Like American cowboys and medieval knights, samurai are historical figures that have become prominent character archetypes. Depictions of them exemplify cultural exchange—the great Japanese director Akira Kurosawa found much inspiration in American Westerns for his samurai films—yet they hold a rather curious place in Hollywood. They’re not negatively represented but are instead revered, usually appearing as unassailable symbols of duty and morality. When we spoke, Kondo admitted she was “undergoing mild panic” trying to explain to me how she and Marks went about depicting the samurai. Writing and rewriting Shōgun was, she felt, a Herculean task. No, Sisyphean. Or maybe it was a Gordian knot?
**********
### Tasks to carry out
1. In the samurai passage, where did Akira Kurosawa find much inspiration for his samurai films?
2. Write out the samurai passage word for word from "Like American cowboys" to "a Gordian knot?".
The listing after the samurai passage has no connection to it.

### Source material
**********
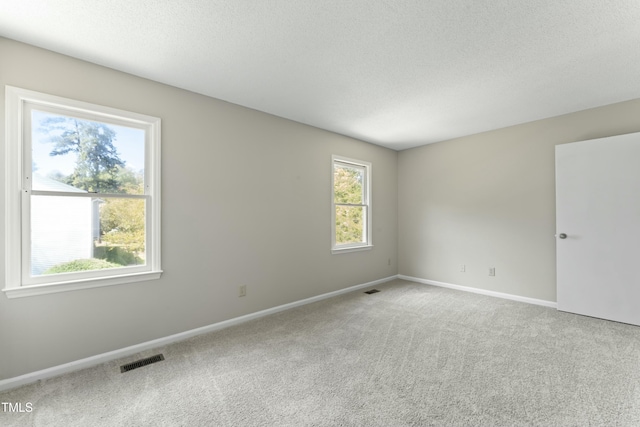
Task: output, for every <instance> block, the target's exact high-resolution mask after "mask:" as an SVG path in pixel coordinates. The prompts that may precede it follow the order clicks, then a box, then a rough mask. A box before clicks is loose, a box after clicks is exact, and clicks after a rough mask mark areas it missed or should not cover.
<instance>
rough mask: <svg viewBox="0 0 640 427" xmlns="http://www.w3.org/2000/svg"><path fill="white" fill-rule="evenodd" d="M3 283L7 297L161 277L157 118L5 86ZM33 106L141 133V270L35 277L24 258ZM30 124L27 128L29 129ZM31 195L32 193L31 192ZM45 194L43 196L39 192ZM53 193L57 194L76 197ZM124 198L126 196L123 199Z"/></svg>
mask: <svg viewBox="0 0 640 427" xmlns="http://www.w3.org/2000/svg"><path fill="white" fill-rule="evenodd" d="M5 107H6V123H5V124H6V132H5V283H4V289H2V290H3V291H4V292H5V294H6V295H7V297H9V298H16V297H25V296H33V295H41V294H49V293H55V292H65V291H73V290H78V289H87V288H94V287H99V286H109V285H120V284H124V283H132V282H140V281H146V280H153V279H158V278H160V276H161V274H162V269H161V267H160V127H161V121H160V119H159V118H157V117H151V116H147V115H143V114H138V113H132V112H129V111H124V110H119V109H115V108H110V107H105V106H101V105H96V104H91V103H87V102H82V101H77V100H72V99H67V98H62V97H59V96H54V95H48V94H44V93H40V92H35V91H31V90H27V89H21V88H17V87H13V86H5ZM32 108H35V109H41V110H44V111H50V112H55V113H58V114H63V115H66V116H71V117H77V118H80V119H87V120H94V121H100V122H103V123H108V124H115V125H120V126H127V127H133V128H137V129H142V130H144V131H145V169H144V170H145V172H144V173H145V176H144V195H142V196H132V197H137V198H143V199H145V200H146V224H145V226H146V229H145V232H146V235H145V239H146V240H145V256H146V263H145V265H144V266H132V267H122V268H112V269H104V270H95V271H83V272H76V273H63V274H56V275H51V276H40V277H37V278H33V277H31V275H30V272H28V271H27V269H26V268H24V267H23V265H24V264H27V263H23V262H22V260H23V259H24V257H26V256H30V248H29V246H30V243H29V241H30V230H29V224H30V203H31V193H32V190H31V180H30V179H29V178H30V174H31V166H30V165H31V129H30V125H31V123H30V121H31V119H30V116H31V115H30V114H29V112H30V111H31V109H32ZM27 126H29V129H27ZM34 193H35V191H34ZM38 193H46V192H38ZM77 194H78V193H57V194H55V195H56V196H58V195H59V196H74V195H76V196H77ZM123 196H124V197H126V195H123Z"/></svg>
**********
### Answers to the exercises
1. In American Westerns.

2.
Like American cowboys and medieval knights, samurai are historical figures that have become prominent character archetypes. Depictions of them exemplify cultural exchange—the great Japanese director Akira Kurosawa found much inspiration in American Westerns for his samurai films—yet they hold a rather curious place in Hollywood. They’re not negatively represented but are instead revered, usually appearing as unassailable symbols of duty and morality. When we spoke, Kondo admitted she was “undergoing mild panic” trying to explain to me how she and Marks went about depicting the samurai. Writing and rewriting Shōgun was, she felt, a Herculean task. No, Sisyphean. Or maybe it was a Gordian knot?